WHAT TO WORK ON: Rewrite the entries from the line containing "What bounding box contains the shaded" through the line containing "[0,142,256,239]", substituting "peak" for "mountain" and leaving everything else unchanged.

"""

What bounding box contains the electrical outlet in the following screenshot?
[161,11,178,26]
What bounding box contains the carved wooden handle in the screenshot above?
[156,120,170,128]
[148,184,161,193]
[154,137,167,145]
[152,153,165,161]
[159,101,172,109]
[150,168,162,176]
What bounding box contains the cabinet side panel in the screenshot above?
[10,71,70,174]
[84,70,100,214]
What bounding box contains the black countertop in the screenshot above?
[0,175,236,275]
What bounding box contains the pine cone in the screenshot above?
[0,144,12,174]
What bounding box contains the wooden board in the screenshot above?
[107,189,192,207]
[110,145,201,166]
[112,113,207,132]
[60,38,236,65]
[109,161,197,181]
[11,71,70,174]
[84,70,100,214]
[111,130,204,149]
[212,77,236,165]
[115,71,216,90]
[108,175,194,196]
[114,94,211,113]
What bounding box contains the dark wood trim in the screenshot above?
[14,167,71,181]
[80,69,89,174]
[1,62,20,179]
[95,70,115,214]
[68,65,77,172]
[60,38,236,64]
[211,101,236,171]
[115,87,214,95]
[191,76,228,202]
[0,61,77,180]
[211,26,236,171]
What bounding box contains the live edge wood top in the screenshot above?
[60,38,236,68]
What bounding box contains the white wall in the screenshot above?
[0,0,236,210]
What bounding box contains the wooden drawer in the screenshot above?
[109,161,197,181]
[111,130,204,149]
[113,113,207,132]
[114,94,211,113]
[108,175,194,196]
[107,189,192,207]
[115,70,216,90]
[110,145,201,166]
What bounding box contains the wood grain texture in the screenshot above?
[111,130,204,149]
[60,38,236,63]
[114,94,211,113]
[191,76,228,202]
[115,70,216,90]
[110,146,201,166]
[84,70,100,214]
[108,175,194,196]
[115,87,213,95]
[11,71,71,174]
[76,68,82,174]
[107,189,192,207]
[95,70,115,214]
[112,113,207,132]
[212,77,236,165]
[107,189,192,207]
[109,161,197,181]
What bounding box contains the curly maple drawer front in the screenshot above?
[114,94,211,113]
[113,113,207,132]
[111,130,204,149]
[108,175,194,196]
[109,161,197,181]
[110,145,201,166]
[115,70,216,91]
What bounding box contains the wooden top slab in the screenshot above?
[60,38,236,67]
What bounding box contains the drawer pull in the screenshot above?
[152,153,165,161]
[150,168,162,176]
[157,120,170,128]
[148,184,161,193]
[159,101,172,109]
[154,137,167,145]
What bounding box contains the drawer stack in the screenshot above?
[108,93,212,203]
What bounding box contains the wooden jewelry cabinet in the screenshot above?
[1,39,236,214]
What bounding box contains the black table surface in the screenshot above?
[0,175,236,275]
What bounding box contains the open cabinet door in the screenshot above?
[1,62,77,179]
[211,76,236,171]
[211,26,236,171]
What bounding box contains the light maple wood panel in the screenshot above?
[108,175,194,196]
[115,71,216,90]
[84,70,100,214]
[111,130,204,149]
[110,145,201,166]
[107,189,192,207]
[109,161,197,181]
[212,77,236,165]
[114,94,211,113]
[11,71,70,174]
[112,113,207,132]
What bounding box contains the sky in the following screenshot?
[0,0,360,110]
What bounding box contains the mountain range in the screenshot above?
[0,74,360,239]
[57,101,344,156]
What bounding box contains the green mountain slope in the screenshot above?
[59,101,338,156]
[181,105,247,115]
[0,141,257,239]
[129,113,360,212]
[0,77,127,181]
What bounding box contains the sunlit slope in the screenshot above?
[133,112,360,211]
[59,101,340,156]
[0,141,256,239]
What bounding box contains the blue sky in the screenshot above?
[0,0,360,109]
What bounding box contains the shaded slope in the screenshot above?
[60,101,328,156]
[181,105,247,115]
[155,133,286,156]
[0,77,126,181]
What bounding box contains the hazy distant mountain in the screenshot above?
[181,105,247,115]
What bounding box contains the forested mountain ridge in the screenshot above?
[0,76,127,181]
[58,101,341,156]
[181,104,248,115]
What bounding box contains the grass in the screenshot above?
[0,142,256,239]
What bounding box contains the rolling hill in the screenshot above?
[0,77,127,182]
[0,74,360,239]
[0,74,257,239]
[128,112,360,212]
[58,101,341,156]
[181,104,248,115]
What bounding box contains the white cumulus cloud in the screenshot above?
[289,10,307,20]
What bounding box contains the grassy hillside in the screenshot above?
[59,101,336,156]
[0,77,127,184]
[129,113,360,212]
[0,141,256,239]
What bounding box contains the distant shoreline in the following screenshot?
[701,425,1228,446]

"""
"""

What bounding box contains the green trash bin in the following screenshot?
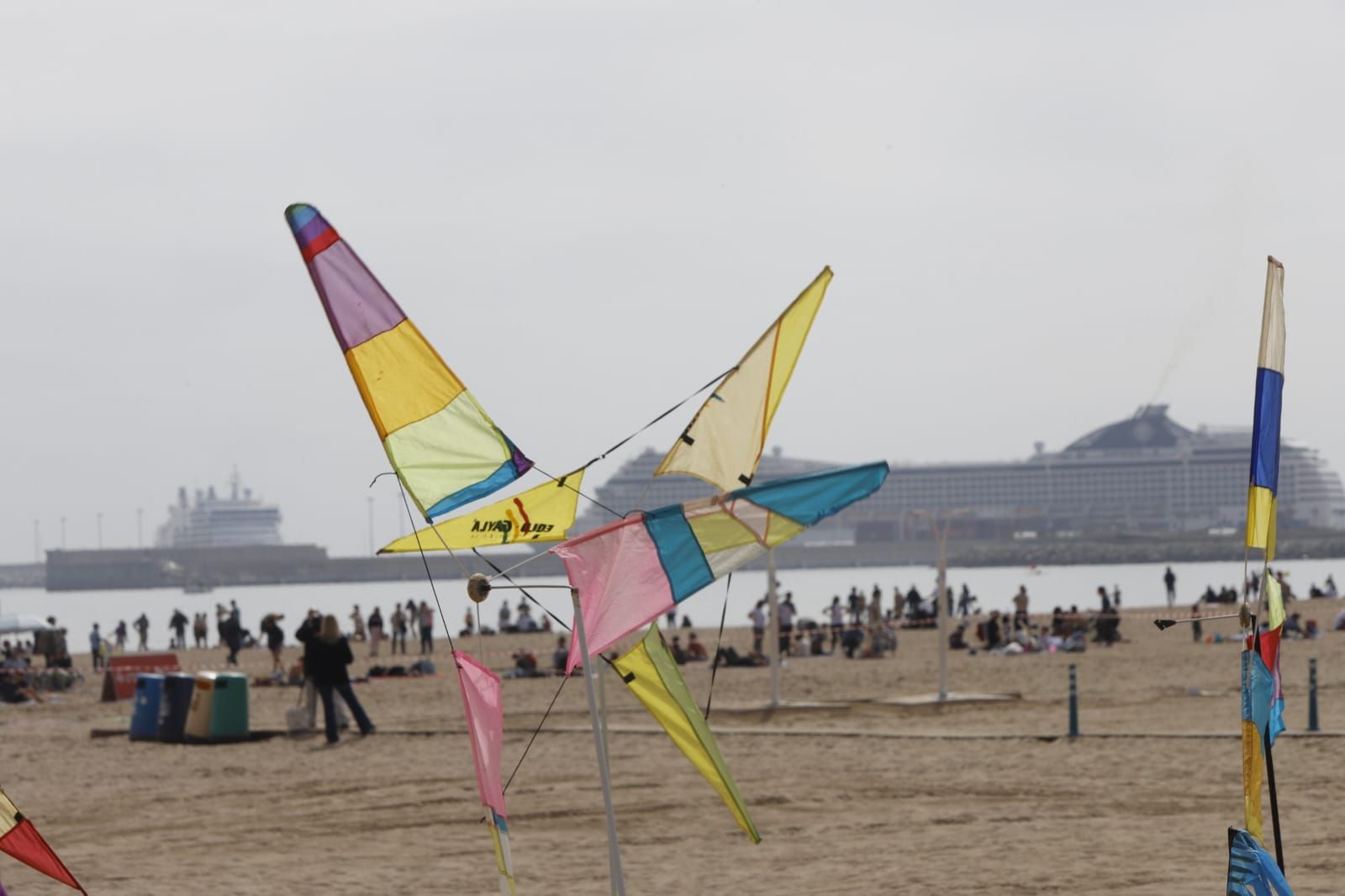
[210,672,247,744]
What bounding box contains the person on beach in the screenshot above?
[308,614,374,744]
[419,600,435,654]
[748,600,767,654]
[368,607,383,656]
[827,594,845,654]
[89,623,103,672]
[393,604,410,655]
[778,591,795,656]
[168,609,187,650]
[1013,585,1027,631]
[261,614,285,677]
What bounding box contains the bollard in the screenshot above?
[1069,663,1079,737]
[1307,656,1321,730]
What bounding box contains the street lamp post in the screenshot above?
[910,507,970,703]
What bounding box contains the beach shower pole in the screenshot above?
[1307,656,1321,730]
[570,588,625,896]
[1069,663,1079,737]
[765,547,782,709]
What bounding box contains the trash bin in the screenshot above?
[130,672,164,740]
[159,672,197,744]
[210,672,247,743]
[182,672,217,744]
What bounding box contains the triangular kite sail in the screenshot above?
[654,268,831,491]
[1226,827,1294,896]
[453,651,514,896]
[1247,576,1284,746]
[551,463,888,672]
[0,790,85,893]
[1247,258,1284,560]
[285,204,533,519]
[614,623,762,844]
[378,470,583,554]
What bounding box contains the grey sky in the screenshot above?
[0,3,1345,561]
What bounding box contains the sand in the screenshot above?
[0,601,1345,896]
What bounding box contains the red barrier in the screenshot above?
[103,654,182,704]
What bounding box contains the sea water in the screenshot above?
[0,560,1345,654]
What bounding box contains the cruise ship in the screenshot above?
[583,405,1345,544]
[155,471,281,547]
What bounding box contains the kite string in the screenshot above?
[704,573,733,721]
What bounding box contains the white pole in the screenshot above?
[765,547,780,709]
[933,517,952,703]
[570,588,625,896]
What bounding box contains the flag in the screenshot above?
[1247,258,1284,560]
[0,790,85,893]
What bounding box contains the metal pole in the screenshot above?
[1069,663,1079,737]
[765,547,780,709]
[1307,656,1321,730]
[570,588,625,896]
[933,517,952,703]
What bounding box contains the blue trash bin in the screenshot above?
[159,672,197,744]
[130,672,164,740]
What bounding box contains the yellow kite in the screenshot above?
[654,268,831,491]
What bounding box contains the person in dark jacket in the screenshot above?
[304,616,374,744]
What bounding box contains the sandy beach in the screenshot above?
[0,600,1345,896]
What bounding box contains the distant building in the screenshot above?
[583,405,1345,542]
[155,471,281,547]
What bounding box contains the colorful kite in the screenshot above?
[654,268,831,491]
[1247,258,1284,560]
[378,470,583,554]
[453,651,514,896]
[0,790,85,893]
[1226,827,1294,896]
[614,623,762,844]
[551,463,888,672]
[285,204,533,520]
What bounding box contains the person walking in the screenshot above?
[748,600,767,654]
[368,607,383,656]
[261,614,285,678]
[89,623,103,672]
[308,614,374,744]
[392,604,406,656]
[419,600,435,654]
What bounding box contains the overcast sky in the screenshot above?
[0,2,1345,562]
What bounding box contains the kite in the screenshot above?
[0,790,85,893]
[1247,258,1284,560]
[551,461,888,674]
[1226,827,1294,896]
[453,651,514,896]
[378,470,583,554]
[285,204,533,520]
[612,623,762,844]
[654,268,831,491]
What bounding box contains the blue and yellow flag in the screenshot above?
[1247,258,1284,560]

"""

SOLUTION TO THIS EXERCISE:
What bounding box contains the shaded slope in the screenshot above?
[60,101,328,156]
[181,105,247,115]
[155,133,286,156]
[0,77,126,181]
What bounding box contains the hazy distant peak in the screenshot above?
[181,105,247,115]
What bounding box contains the forested peak ridge in the screenshot above?
[0,76,127,181]
[58,101,341,156]
[181,104,248,115]
What bounding box contains the grass in the screenshot above?
[0,142,256,239]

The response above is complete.